Le discours du président Alain Berset au président Emmanuel Macron, lors de leur conférence de presse du 16 novembre, était de bonne facture. Pas aussi subtilement ciselé que la réplique du président français, mais assez costaud. Revenons tout de même sur quelques failles, à commencer par son insistance sur notre proximité linguistique d’avec la France, comme si l’Etat fédéral ne comprenait ni germanophones, ni italophones.

Les deux présidents se donnent pour des amis de longue date. Soit, mais l’amitié, réelle ou feinte, du grand est de nature à endormir la vigilance du petit. Tout au bonheur de retenir l’attention d’un personnage aussi considérable, «cher Alain», au lieu d’être le petit chien qui aboie plus fort que le grand, en est resté aux aménités de surface.

Le président Macron, au contraire, ne s’est pas gêné pour passer plusieurs messages politiques, à coup d’allusions élégamment comminatoires et de remontrances, aimables mais fermes, à l’égard du petit élève qui pourrait faire mieux et, surtout, plus rapidement. Il attend de la Suisse qu’elle gère d’une façon plus institutionnelle le problème des frontaliers. Il désire qu’on règle les différends concernant les eaux du Rhône et qu’on soumette la gestion des trois ouvrages hydroélectriques du Doubs à la législation française. Il attend encore que la Suisse reconnaisse son appartenance historique à l’Europe en faisant aboutir sans délai les prochaines négociations de rapprochement avec l’Union européenne. Il a appuyé sur le fait que l’alignement de la Suisse sur les mesures prises à l’égard de la Russie était compatible avec la neutralité, qu’on pouvait même en faire davantage, notamment sur le plan de la revente d’armes suisses d’un pays tiers à un autre. «Vous traînez, mais vous y passerez quand même», semblait dire le président français.

DONNÉES FOURNIES:
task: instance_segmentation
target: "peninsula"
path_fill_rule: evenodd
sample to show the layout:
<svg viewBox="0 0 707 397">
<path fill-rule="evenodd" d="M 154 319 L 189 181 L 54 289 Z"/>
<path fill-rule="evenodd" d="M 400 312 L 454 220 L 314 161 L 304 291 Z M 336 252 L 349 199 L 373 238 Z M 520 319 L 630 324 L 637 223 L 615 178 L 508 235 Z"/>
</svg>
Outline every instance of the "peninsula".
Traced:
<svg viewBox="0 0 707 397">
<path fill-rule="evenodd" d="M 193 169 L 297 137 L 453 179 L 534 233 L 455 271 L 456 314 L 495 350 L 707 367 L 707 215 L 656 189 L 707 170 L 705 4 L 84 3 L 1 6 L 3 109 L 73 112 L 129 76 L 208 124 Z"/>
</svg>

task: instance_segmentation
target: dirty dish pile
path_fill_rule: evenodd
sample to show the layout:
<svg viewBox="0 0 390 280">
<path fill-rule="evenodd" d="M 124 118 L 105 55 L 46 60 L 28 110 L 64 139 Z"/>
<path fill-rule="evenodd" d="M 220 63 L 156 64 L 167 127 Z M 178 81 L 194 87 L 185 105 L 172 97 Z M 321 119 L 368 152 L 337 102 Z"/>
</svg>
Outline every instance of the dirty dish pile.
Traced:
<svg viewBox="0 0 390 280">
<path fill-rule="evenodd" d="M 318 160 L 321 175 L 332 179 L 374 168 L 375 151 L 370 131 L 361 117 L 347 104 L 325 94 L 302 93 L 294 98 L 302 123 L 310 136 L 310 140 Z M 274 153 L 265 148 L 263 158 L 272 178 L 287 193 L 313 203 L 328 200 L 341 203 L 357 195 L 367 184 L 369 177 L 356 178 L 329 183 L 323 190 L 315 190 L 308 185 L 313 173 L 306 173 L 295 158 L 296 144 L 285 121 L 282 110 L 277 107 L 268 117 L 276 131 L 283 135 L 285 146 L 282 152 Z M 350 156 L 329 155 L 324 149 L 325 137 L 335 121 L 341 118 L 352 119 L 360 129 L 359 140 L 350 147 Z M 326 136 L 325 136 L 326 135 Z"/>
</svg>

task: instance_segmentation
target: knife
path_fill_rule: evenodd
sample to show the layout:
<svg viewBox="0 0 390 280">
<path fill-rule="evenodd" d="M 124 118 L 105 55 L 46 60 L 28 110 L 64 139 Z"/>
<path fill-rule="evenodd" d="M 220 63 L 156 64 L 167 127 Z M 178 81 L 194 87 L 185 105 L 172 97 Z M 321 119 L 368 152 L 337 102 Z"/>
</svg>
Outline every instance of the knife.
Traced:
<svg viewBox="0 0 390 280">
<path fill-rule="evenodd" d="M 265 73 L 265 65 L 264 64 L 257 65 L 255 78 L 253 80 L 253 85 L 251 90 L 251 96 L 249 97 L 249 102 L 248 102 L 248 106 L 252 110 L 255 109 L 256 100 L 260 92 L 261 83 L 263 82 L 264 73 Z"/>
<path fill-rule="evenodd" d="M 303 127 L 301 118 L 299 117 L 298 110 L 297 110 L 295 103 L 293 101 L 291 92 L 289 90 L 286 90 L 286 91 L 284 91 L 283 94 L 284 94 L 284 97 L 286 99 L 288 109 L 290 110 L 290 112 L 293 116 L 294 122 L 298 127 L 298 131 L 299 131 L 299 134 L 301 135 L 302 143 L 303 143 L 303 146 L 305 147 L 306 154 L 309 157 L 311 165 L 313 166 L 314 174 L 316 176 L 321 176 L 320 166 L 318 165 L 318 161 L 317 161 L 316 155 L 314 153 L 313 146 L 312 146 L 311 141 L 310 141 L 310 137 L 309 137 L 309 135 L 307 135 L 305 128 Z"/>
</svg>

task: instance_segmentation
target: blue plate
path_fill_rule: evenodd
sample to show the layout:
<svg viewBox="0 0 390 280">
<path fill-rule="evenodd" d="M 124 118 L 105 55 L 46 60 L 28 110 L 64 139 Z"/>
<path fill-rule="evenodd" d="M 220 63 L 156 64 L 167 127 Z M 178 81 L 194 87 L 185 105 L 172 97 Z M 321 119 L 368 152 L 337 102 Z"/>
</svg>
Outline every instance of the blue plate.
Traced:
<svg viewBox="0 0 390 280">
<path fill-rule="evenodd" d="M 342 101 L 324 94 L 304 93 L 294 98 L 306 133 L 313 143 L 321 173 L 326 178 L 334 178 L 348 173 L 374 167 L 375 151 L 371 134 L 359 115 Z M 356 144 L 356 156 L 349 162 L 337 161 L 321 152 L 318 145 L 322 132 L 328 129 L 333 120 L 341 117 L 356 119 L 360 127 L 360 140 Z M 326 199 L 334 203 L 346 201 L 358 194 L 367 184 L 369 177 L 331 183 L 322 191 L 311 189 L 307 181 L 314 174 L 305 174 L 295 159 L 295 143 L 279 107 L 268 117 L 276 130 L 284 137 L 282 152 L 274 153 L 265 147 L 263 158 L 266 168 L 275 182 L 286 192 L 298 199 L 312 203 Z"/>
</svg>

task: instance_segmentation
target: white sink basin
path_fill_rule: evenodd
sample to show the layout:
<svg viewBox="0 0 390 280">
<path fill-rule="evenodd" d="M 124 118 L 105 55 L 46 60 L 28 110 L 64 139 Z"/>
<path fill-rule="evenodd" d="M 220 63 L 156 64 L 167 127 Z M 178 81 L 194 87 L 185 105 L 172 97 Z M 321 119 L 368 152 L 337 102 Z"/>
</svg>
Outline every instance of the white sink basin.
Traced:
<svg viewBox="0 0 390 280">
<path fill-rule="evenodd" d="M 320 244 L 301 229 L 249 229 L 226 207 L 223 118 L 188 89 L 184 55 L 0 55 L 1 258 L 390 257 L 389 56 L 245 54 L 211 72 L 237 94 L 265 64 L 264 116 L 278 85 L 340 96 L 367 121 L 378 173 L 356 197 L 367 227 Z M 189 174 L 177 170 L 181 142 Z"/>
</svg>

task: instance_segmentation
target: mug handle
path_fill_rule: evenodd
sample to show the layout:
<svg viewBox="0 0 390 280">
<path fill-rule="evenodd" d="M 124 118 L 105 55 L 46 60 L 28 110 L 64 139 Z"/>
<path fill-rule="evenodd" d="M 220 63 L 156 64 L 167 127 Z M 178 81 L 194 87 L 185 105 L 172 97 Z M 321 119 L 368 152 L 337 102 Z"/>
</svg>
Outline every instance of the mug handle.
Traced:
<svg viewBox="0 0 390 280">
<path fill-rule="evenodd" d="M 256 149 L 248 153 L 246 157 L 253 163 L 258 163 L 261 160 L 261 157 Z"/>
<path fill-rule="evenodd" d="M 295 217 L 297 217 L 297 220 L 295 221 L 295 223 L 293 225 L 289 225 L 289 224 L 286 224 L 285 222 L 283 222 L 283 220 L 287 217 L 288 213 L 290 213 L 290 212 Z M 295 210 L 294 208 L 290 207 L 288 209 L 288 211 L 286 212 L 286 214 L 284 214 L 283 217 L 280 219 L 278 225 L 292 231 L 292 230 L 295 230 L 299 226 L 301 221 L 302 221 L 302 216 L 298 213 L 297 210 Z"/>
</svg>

CONSIGNES:
• A. Recopiez sans rien changer le passage du texte sur la conférence de presse Berset-Macron, de «Le discours du» à «aménités de surface.».
• B. Répondez aux questions suivantes à partir du texte sur la conférence de presse Berset-Macron.
(i) À quelle date s'est tenue la conférence de presse des deux présidents ?
(ii) Quel problème le président Macron attend-il que la Suisse gère d'une façon plus institutionnelle ?
(iii) À quelle législation souhaite-t-il soumettre la gestion des trois ouvrages hydroélectriques du Doubs ?

RÉPONSES PAR CONSIGNE:
• A.
Le discours du président Alain Berset au président Emmanuel Macron, lors de leur conférence de presse du 16 novembre, était de bonne facture. Pas aussi subtilement ciselé que la réplique du président français, mais assez costaud. Revenons tout de même sur quelques failles, à commencer par son insistance sur notre proximité linguistique d’avec la France, comme si l’Etat fédéral ne comprenait ni germanophones, ni italophones.

Les deux présidents se donnent pour des amis de longue date. Soit, mais l’amitié, réelle ou feinte, du grand est de nature à endormir la vigilance du petit. Tout au bonheur de retenir l’attention d’un personnage aussi considérable, «cher Alain», au lieu d’être le petit chien qui aboie plus fort que le grand, en est resté aux aménités de surface.

• B.
(i) Le 16 novembre.
(ii) Le problème des frontaliers.
(iii) À la législation française.